THE REQUEST:
Please copy all of the material below, line by line, and scale each answer coordinate by 1.15, rounding to the nearest whole number with halves going up. Keep every other number as it is, and leave the pictures out of your answer.

DATA ENTRIES:
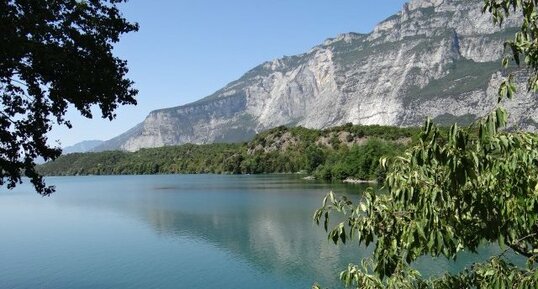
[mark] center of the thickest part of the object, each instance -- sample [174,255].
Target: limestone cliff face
[437,58]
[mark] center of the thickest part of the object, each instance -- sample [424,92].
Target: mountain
[82,147]
[437,58]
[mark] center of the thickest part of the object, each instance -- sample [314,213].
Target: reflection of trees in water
[284,243]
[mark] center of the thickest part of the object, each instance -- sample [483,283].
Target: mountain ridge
[437,58]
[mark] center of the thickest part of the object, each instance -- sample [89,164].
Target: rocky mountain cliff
[437,58]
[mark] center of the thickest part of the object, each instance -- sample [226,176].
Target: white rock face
[437,58]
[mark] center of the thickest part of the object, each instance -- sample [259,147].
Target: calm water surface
[187,231]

EXPECTED ANSWER:
[mark] center of the thickest part of the object, each instance -- sample [174,255].
Target: limestone cliff face
[503,67]
[mark] center of the thickest part of the object, each instance -- sample [424,92].
Target: mountain
[94,169]
[503,67]
[mark] center of the thickest part of the object, each instance -- sample [314,213].
Target: reflection of trees in water
[327,279]
[mark] center of the thickest part of the object, each instance -- sample [483,283].
Target: mountain ridge
[503,67]
[mark] center of the thickest part of the object, each instance -- sample [89,164].
Target: rocky mountain cliff
[503,67]
[mark] center of the thickest part of the object, each instance -- sample [226,176].
Target: white rock face
[503,67]
[mark] center of the thickest part of the object, each instance -- sample [259,147].
Target: calm water surface
[215,266]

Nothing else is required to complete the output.